• [EXPLORE THE MATERIAL]:
1. Output the stretch from "The work was" through "new reproducibility data." in the article on tumor-response guidelines, copied word for word.
2. Write the next part of the report on unified pathology guidelines for neoadjuvant therapy, picking up after its final sentence.

** PAGE EXCERPT follows **

Researchers at the Johns Hopkins Kimmel Cancer Centre and its Bloomberg~Kimmel Institute for Cancer Immunotherapy have released updated consensus guidelines and an associated reproducibility study to standardise how pathologists assess tumour response to neoadjuvant therapy (administered prior to surgery) across a dozen solid tumour types.
The work was funded in part by the National Institutes of Health and The Mark Foundation, and it was completed in collaboration with the Society for Immunotherapy of Cancer (SITC) and the International Neoadjuvant Melanoma Consortium (INMC).
The recommendations, published Nov. 4 in Annals of Oncology, provide the first unified, pan-tumour framework for evaluating residual viable tumour (RVT, the amount of cancer cells remaining), necrosis (cancer cell death) and regression (a constellation of histologic findings that includes inflammation and features of wound healing) after presurgical treatment.
They refine and expand earlier immune-related criteria first proposed in lung cancer in 2018, and in a pan-tumour fashion in 2020, which are now updated based on five years of real-world use, questions from the field and new reproducibility data.
A related reproducibility study, published Feb. 2 in Annals of Oncology, found that the tumour guidelines can be applied across many different tumour types and achieve consistent results when used by different pathologists around the world.
“Neoadjuvant therapy is rapidly expanding across cancer types, and pathologic response is emerging as a predictor of long-term survival and an important clinical trial endpoint,” says lead author Julie Stein Deutsch, M.D., assistant professor of dermatology, pathology and oncology.
“However, scoring systems have varied widely by tumour type, making it difficult to compare across studies or apply results reliably in practice. This unified approach establishes a common language that will benefit clinical care, research and future regulatory use.”
The updated framework was prompted by growing evidence that tissue changes seen under a microscope that indicate a cancer is shrinking or responding to treatment — particularly after immunotherapy — appear remarkably consistent across cancers.
The research team previously reviewed about 500 specimens treated with anti-PD-1 immunotherapy drugs alone or in combination with other agents (such as chemotherapy or targeted therapy) and observed similar patterns of response regardless of tumour origin.
John Hopkins Kimmel Cancer Centre investigators worked with SITC and INMC to create a single, harmonised standard, recognising that parallel systems risked confusion and limited comparability.

** End of PAGE EXCERPT **
** SUPPLIED MATERIAL follows **

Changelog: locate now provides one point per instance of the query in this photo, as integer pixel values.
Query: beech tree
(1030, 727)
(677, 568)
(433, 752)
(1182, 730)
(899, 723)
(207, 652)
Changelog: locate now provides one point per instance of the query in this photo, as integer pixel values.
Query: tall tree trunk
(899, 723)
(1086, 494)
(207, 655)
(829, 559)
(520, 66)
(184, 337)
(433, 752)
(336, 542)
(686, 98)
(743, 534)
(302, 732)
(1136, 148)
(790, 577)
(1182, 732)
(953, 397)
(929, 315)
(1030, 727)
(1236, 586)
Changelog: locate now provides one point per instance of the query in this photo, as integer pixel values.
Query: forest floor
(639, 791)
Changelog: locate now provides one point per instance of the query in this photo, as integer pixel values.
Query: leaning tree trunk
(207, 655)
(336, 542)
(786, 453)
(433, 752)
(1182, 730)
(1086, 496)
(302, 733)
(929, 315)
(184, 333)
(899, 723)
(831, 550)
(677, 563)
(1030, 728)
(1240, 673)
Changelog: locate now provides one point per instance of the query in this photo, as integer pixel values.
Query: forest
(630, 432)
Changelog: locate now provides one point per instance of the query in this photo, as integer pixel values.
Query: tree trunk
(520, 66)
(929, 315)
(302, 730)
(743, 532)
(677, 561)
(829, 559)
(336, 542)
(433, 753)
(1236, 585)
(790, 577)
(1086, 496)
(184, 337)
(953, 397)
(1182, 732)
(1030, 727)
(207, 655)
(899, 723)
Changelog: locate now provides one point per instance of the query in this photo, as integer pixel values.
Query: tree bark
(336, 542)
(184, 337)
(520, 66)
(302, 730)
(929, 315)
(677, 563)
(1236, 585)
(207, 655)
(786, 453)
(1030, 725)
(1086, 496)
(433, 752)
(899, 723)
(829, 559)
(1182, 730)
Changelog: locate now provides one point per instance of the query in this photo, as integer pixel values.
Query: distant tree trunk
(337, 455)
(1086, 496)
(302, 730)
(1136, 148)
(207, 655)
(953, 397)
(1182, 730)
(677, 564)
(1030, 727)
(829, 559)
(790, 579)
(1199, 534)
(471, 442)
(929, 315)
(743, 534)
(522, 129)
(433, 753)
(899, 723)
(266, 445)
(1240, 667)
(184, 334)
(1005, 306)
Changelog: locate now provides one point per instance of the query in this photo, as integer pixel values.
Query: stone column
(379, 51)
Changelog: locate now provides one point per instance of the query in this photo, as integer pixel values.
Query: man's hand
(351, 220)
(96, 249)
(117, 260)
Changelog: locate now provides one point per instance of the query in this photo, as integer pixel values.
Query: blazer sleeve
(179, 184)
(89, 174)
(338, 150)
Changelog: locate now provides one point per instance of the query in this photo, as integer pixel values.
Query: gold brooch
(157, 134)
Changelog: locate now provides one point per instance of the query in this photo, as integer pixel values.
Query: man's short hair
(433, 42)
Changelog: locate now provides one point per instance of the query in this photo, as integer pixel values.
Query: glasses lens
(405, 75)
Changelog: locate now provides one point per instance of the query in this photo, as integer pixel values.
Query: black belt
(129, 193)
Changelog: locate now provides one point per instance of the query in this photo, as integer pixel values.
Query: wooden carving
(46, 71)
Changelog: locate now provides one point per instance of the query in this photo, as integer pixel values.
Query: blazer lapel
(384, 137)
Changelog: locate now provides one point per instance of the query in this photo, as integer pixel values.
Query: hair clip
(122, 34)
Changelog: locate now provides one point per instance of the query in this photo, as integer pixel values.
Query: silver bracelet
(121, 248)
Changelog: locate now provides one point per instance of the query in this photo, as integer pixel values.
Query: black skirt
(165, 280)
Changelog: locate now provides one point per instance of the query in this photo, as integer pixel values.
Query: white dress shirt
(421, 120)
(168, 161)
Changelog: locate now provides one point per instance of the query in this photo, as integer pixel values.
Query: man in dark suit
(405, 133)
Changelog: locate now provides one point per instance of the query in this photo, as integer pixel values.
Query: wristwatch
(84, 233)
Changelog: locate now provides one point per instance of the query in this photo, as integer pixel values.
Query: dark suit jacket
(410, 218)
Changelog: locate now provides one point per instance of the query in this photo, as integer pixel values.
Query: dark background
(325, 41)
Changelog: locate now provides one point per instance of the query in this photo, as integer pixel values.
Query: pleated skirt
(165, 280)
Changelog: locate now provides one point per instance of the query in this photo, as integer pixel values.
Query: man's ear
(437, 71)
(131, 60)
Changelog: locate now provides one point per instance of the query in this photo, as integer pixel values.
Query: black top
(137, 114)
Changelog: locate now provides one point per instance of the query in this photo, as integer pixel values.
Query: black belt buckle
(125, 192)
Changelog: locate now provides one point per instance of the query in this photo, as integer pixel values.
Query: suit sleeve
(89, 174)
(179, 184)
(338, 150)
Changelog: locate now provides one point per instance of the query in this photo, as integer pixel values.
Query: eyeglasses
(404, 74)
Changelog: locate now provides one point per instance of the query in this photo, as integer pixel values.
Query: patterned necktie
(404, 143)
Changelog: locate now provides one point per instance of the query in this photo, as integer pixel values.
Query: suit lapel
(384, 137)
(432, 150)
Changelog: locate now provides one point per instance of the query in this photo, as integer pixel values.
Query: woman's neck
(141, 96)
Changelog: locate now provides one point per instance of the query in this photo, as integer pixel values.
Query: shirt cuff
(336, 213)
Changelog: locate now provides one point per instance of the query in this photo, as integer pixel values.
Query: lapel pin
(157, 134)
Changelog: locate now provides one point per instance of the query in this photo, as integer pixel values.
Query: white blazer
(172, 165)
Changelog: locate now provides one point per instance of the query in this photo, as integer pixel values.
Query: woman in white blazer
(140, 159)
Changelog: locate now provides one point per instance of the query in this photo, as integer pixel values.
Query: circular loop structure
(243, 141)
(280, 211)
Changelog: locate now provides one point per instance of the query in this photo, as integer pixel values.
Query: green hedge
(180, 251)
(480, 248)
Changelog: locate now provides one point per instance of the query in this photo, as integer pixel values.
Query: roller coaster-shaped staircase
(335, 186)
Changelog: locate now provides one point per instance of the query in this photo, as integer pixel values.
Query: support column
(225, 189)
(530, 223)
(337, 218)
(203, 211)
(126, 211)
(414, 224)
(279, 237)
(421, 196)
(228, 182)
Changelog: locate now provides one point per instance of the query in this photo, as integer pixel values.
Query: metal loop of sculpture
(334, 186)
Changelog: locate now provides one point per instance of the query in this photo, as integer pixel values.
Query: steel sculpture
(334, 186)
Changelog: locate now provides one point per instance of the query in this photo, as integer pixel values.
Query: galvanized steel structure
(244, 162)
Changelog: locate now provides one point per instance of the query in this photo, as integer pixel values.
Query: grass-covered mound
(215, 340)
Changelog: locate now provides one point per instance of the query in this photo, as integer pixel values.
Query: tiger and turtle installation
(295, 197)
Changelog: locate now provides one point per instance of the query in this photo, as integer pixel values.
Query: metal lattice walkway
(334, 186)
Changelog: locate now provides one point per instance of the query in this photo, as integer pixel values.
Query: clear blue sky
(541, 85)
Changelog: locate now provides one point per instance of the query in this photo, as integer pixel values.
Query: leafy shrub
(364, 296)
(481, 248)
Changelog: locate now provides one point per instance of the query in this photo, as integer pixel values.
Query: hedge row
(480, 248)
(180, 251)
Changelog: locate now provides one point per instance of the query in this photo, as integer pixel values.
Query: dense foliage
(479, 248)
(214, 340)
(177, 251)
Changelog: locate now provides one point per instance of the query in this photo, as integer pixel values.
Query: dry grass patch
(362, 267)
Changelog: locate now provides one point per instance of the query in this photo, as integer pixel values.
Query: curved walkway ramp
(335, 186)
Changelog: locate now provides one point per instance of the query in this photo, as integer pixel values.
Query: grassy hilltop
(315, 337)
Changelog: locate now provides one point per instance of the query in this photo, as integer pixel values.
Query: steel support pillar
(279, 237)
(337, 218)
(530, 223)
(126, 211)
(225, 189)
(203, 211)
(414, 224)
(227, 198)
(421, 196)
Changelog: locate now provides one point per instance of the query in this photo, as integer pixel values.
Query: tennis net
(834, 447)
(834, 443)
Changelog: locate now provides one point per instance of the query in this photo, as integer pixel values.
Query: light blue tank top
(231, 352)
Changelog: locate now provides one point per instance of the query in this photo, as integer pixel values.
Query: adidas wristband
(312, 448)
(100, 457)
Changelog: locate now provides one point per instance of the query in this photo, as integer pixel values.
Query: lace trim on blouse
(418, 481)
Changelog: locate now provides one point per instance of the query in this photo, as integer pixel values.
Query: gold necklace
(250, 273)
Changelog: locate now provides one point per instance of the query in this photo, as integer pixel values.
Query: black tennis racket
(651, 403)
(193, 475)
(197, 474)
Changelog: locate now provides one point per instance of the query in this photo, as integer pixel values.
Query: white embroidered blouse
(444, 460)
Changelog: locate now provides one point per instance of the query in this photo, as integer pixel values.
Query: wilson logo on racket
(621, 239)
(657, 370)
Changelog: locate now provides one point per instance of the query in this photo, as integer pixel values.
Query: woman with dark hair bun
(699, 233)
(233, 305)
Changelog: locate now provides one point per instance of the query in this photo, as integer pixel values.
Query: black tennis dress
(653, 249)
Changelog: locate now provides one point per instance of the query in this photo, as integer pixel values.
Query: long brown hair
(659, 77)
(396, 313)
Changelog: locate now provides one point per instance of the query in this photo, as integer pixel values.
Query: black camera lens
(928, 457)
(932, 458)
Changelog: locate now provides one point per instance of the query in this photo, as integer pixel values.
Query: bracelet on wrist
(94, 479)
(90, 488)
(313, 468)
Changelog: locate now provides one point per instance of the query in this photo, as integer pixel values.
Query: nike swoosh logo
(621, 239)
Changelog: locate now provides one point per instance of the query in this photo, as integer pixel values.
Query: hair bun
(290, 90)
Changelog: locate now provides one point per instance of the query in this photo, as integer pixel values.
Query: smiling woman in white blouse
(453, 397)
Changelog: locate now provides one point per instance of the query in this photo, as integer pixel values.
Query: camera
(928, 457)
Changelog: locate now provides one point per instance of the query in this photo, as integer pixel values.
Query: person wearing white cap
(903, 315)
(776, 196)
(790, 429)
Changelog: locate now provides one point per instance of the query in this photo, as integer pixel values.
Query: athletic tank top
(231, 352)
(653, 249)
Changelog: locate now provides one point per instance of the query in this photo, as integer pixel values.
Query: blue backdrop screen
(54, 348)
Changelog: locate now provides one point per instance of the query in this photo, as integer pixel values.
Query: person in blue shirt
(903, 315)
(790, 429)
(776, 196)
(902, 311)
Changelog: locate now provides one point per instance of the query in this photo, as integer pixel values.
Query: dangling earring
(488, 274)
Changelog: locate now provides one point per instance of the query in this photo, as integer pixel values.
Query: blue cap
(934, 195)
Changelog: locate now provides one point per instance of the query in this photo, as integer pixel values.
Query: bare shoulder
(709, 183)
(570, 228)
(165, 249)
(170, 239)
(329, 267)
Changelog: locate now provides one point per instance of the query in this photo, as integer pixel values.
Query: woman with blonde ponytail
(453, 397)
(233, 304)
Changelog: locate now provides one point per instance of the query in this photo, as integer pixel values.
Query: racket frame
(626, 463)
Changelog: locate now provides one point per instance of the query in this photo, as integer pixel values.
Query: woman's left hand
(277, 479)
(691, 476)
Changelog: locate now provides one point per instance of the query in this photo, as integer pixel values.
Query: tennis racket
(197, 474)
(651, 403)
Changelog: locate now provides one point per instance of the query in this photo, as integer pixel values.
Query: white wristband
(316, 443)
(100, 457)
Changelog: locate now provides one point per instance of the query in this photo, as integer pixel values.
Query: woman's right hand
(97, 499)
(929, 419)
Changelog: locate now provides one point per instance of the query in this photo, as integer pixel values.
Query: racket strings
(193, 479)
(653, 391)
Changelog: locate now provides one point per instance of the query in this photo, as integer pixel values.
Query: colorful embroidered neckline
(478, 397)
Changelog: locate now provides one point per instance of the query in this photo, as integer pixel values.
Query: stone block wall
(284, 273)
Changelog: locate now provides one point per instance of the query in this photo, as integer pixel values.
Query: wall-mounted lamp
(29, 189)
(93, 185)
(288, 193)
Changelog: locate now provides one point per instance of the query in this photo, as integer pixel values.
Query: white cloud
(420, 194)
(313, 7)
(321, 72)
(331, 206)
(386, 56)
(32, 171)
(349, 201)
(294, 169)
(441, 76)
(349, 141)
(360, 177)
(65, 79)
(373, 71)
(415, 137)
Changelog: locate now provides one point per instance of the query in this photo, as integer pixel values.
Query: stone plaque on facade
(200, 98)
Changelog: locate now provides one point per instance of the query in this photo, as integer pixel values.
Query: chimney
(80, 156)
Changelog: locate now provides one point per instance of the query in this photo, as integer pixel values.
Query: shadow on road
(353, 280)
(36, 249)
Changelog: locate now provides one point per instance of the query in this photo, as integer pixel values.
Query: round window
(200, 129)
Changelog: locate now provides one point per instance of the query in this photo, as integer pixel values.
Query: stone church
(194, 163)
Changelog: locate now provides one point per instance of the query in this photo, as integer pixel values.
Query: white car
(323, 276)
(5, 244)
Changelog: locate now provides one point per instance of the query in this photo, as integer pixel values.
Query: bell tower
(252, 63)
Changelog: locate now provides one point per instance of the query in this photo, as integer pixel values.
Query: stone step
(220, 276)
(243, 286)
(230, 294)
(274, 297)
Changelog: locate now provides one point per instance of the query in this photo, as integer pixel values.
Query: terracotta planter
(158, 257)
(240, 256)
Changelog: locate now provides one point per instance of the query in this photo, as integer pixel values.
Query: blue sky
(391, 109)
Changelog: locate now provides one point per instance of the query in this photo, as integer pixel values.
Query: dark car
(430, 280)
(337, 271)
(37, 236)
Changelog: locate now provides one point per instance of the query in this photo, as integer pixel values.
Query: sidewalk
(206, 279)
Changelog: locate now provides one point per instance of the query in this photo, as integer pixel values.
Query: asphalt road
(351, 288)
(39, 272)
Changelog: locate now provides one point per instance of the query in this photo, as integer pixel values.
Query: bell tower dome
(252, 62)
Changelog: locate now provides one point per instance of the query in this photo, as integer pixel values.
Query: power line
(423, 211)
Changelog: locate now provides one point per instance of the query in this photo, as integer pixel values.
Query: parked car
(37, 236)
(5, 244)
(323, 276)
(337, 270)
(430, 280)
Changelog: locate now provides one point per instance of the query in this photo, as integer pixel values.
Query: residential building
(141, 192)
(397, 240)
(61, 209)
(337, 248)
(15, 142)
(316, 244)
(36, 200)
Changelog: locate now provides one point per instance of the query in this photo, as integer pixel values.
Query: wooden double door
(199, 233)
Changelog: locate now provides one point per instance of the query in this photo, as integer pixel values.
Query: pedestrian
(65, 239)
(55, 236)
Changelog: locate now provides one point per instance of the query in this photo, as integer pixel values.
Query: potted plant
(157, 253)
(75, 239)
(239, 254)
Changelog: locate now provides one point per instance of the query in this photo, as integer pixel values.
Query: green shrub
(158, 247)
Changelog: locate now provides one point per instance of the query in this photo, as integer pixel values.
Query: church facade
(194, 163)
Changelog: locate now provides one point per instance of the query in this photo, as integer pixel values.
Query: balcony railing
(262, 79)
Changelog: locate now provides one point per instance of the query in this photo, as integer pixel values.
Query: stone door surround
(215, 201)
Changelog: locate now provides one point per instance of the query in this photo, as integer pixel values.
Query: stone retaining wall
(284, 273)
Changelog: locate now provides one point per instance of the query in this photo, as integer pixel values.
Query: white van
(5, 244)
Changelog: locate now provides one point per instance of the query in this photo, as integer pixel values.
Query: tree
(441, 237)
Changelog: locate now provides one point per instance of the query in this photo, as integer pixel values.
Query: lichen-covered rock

** End of SUPPLIED MATERIAL **

• [RESULTS IN ORDER]:
1.
The work was funded in part by the National Institutes of Health and The Mark Foundation, and it was completed in collaboration with the Society for Immunotherapy of Cancer (SITC) and the International Neoadjuvant Melanoma Consortium (INMC).
The recommendations, published Nov. 4 in Annals of Oncology, provide the first unified, pan-tumour framework for evaluating residual viable tumour (RVT, the amount of cancer cells remaining), necrosis (cancer cell death) and regression (a constellation of histologic findings that includes inflammation and features of wound healing) after presurgical treatment.
They refine and expand earlier immune-related criteria first proposed in lung cancer in 2018, and in a pan-tumour fashion in 2020, which are now updated based on five years of real-world use, questions from the field and new reproducibility data.

2.
“Most pathologists around the world are generalists, not tumour-type specialists,” says senior author Janis Taube, M.D., director of dermatopathology and co-director of the Bloomberg~Kimmel Institute tumour microenvironment laboratory.
“Switching between multiple scoring systems is inefficient and can lead to inconsistent reporting. Our findings support a pan-tumour system — and importantly, no existing tumour-specific system outperforms this unified approach in predicting patient outcomes.”
A major advance with the new guidelines is their demonstrated reproducibility, the researchers say.
In a multi-institutional, international study involving 14 pathologists, RVT scoring using the updated criteria proved highly reproducible after a short, standardised training session.
Using the standardised criteria, pathologists demonstrated high concordance in scoring RVT, regression and necrosis, regardless of tumour type, anatomic location or whether the specimen was a surgical resection or biopsy.
The findings were presented at the American Society of Clinical Oncology annual meeting in 2024.
These findings reinforce the rationale for a unified, pan-tumour approach to pathologic response assessment comparable to Response Evaluation Criteria in Solid Tumours (RECIST), the standard method doctors use to measure how tumours change in size on imaging scans, and provide a validated foundation for standardised data collection as neoadjuvant (therapy given before surgery) and perioperative (therapy given before and after surgery) approaches continue to expand across cancer types, the researchers say.
“Reproducibility is essential,” says Deutsch.
“Different pathologists must arrive at similar scores if these metrics are going to guide patient care and clinical trials. Our training materials make that possible, and we are partnering with SITC to disseminate these resources.” The researchers say next steps include refining clinically meaningful RVT thresholds for specific tumour types as additional survival data become available.